What you have to do: Extract all of the data below, reproducing every line without alteration.

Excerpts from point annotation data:
[Start]

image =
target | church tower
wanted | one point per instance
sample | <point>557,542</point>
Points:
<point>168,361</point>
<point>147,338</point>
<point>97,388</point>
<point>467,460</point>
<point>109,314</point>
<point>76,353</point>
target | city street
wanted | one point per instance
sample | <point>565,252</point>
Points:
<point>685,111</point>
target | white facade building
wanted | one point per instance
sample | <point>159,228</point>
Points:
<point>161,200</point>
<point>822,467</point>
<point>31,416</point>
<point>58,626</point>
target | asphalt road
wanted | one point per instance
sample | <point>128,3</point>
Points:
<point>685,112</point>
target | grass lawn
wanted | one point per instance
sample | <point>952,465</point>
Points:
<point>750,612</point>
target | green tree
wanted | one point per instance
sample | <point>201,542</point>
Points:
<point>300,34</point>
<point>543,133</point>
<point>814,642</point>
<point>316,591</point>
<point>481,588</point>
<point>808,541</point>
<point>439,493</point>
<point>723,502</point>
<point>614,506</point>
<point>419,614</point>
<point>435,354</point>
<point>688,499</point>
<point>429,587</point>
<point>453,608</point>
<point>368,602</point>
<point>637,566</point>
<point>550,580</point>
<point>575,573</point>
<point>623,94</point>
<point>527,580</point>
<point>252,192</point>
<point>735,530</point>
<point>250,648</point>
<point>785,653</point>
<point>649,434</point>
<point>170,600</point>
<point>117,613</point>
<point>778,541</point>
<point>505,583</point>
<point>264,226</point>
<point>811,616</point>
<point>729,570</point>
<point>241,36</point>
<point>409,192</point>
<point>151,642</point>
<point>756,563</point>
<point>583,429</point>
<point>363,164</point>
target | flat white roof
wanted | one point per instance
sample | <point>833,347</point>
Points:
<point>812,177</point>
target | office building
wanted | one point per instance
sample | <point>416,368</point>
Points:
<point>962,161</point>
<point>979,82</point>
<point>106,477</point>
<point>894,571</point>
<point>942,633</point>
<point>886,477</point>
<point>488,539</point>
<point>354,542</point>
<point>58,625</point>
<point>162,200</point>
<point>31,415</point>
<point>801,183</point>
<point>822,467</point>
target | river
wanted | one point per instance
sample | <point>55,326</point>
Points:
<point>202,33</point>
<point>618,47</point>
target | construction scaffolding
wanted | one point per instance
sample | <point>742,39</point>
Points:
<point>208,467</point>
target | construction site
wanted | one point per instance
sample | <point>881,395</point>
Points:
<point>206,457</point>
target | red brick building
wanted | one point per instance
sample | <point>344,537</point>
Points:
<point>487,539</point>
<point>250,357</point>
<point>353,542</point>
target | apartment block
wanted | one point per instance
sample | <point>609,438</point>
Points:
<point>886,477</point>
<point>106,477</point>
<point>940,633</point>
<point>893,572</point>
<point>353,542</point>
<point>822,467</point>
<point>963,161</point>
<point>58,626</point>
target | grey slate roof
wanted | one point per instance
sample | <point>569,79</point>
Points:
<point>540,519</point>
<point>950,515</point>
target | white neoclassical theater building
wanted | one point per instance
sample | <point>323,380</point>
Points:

[End]

Answer below:
image =
target | church tower
wanted | one point per instance
sample | <point>557,542</point>
Points:
<point>168,361</point>
<point>147,338</point>
<point>97,388</point>
<point>467,460</point>
<point>109,314</point>
<point>76,353</point>
target | city street
wanted | one point per instance
sample | <point>565,252</point>
Points:
<point>685,111</point>
target | white facade building
wanted | one point per instance
sample | <point>159,228</point>
Points:
<point>161,200</point>
<point>822,467</point>
<point>31,416</point>
<point>58,626</point>
target | asphalt road
wanted | one point per instance
sample | <point>128,3</point>
Points:
<point>685,112</point>
target | grass lawn
wanted | one point per instance
sample | <point>952,465</point>
Points:
<point>750,612</point>
target | green tree
wanted | one point per instance
sample | <point>201,542</point>
Points:
<point>300,34</point>
<point>543,133</point>
<point>814,642</point>
<point>316,591</point>
<point>481,588</point>
<point>808,541</point>
<point>439,493</point>
<point>723,502</point>
<point>614,506</point>
<point>419,614</point>
<point>435,354</point>
<point>688,499</point>
<point>429,587</point>
<point>453,608</point>
<point>368,602</point>
<point>637,566</point>
<point>550,580</point>
<point>575,573</point>
<point>623,94</point>
<point>527,580</point>
<point>252,192</point>
<point>735,530</point>
<point>250,648</point>
<point>785,653</point>
<point>649,434</point>
<point>170,600</point>
<point>117,613</point>
<point>778,541</point>
<point>505,583</point>
<point>264,226</point>
<point>811,616</point>
<point>729,570</point>
<point>241,36</point>
<point>409,192</point>
<point>151,642</point>
<point>756,563</point>
<point>583,429</point>
<point>363,164</point>
target | flat white roof
wanted | one point per instance
sample | <point>833,347</point>
Points:
<point>812,177</point>
target | office building
wanted | one point per instance
sample | <point>416,368</point>
Points:
<point>962,161</point>
<point>979,82</point>
<point>106,477</point>
<point>894,571</point>
<point>942,633</point>
<point>886,477</point>
<point>488,539</point>
<point>354,542</point>
<point>58,625</point>
<point>162,200</point>
<point>31,415</point>
<point>801,183</point>
<point>822,467</point>
target | river
wanted | one point per instance
sample | <point>55,326</point>
Points:
<point>202,33</point>
<point>618,47</point>
target | construction scaffolding
wanted | one point per instance
sample | <point>742,39</point>
Points:
<point>208,467</point>
target | construction site
wanted | one point per instance
sample | <point>881,395</point>
Points:
<point>206,457</point>
target | red brick building
wanted | one point per instance
sample | <point>344,537</point>
Points:
<point>487,539</point>
<point>250,357</point>
<point>353,542</point>
target | apartment block
wanted | one point per instance
sample | <point>609,438</point>
Points:
<point>886,477</point>
<point>106,477</point>
<point>940,633</point>
<point>893,572</point>
<point>353,542</point>
<point>822,467</point>
<point>963,161</point>
<point>58,626</point>
target | grey slate roof
wanted | one point per instance
sample | <point>569,79</point>
Points:
<point>540,519</point>
<point>950,515</point>
target | white neoclassical theater building
wanted | one point per instance
sample | <point>323,380</point>
Points:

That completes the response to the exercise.